◆ TEKSTFRAGMENT
Instantie: Commissie gelijke behandeling, 5 juni 1992

Instantie

Commissie gelijke behandeling

Samenvatting


Personeelsadvertentie waarin om een ‘Hoofd Prepress’ gevraagd wordt
zonder de vermelding ‘m/v’ levert strijd op met de Wet. Bovenaan de
advertentie wordt een vraag gericht tot een ‘vakman’. In de advertentie is
niet zowel de mannelijke als de vrouwelijke functiebenaming gebruikt en is
niet uitdrukkelijk vermeld dat zowel mannen als vrouwen op de aangeboden
functie kunnen solliciteren.

Volledige tekst

1. HET VERZOEK

1.1. Op 7 februari 1992 verzocht Druk en Papier FNV te Amsterdam
(hierna: verzoeker) de Commissie gelijke behandeling van mannen en vrouwen bij
de arbeid haar oordeel uit te spreken over de vraag of door
te Budel (hierna: wederpartij) onderscheid is gemaakt bij de aanbieding van
een betrekking in strijd met de Wet gelijke behandeling van mannen en vrouwen
(WGB; Stb. 1989, 168).

◆ VASTGELEGDE GEGEVENS
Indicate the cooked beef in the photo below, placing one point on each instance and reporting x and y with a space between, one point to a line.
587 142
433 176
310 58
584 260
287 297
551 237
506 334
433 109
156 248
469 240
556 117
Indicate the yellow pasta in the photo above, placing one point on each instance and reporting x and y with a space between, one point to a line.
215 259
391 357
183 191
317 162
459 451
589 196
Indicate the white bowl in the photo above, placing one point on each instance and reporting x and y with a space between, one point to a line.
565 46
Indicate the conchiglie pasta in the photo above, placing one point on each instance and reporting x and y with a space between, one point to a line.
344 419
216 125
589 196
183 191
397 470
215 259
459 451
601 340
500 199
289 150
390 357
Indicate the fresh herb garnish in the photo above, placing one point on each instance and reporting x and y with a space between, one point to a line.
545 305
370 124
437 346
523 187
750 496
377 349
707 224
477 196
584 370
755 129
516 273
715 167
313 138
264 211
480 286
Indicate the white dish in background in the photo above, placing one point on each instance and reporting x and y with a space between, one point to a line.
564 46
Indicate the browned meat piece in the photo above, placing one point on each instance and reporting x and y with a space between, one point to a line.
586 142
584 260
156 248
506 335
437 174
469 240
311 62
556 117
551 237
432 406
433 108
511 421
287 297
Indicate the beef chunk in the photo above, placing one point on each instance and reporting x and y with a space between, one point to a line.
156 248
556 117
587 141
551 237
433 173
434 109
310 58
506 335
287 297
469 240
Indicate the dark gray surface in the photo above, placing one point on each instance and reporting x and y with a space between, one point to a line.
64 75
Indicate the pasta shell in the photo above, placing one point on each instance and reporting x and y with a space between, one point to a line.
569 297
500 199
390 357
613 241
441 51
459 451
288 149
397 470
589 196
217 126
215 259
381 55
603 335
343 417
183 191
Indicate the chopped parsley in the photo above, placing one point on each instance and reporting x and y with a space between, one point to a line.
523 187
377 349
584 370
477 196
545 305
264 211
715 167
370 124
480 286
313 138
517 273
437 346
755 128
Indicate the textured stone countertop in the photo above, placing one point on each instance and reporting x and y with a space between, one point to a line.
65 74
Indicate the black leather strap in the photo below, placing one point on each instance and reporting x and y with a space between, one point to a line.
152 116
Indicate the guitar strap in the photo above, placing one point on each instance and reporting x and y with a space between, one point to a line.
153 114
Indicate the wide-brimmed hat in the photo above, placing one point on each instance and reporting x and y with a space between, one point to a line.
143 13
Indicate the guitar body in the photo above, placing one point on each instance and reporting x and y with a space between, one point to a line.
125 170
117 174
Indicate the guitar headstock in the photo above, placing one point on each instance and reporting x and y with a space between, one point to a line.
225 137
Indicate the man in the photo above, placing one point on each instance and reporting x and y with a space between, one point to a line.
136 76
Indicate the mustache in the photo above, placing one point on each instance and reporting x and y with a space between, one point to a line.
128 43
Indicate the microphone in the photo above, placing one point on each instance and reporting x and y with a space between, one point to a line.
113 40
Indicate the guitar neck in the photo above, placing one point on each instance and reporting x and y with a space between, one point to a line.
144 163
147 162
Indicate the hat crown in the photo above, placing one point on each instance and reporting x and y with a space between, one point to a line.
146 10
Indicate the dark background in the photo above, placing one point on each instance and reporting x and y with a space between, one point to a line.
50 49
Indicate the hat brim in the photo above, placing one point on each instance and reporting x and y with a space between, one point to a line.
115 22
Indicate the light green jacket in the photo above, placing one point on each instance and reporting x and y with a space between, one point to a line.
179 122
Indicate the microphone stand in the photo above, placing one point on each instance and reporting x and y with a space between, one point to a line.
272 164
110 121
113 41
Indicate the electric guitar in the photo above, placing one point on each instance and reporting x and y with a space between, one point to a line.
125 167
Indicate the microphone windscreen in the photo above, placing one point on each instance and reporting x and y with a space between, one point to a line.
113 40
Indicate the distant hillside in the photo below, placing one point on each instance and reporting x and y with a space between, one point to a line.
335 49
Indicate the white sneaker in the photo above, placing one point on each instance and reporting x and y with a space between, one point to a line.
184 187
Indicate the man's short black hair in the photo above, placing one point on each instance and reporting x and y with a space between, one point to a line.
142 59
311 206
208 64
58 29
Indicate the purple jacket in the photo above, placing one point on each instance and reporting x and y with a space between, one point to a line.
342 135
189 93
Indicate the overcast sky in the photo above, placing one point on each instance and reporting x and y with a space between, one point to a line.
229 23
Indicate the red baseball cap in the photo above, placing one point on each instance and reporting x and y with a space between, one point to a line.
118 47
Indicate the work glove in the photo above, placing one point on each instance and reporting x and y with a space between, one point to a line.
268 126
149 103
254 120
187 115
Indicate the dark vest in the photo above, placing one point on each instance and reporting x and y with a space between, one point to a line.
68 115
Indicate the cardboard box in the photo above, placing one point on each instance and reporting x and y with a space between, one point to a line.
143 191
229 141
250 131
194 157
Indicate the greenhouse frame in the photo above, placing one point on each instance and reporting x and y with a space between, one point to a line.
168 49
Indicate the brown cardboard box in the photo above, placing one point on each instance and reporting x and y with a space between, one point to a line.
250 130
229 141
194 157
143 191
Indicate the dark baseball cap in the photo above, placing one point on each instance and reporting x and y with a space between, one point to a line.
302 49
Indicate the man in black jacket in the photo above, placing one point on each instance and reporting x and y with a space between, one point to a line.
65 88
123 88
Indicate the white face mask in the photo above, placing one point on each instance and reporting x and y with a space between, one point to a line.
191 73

◆ OPDRACHT 1
Beantwoord met behulp van het tekstfragment de volgende vragen:
(a) Naar welke functie werd in de advertentie gezocht?
(b) Aan wie is de vraag bovenaan de advertentie gericht?
(c) Op welke datum vroeg Druk en Papier FNV de Commissie om haar oordeel?
◆ OPDRACHT 2
Leg in maximaal drie zinnen uit waarom de personeelsadvertentie volgens het tekstfragment in strijd is met de Wet.

◆ ANTWOORD 1
(a) Een ‘Hoofd Prepress’.
(b) Aan een ‘vakman’.
(c) Op 7 februari 1992.

◆ ANTWOORD 2
De advertentie vraagt om een ‘Hoofd Prepress’ zonder de vermelding ‘m/v’. Bovenaan staat een vraag aan een ‘vakman’. De mannelijke en de vrouwelijke functienaam worden niet allebei gebruikt, en er staat niet duidelijk bij dat zowel mannen als vrouwen kunnen solliciteren.